+++ Record extracts +++

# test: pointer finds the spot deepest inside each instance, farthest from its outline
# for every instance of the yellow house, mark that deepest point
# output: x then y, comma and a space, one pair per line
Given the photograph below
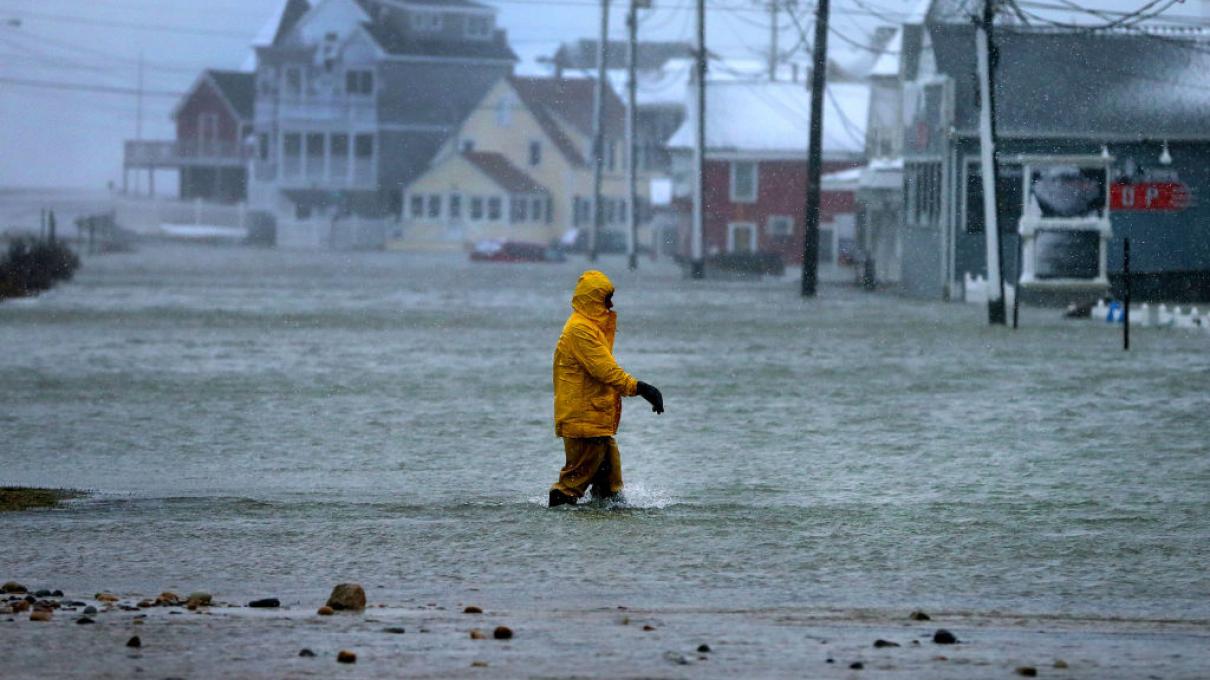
519, 168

+++

▶ [Work request]: Reproduce the records in full, exactly as they appear, and show none of the pictures.

▶ [Answer to the exercise]:
# test: pointer finds the spot deepest inside each instance, farthest from its outline
# for every instance of the yellow house, mark that deepest point
# output: x then y, comma and a space, one pair per line
Given the photograph below
519, 168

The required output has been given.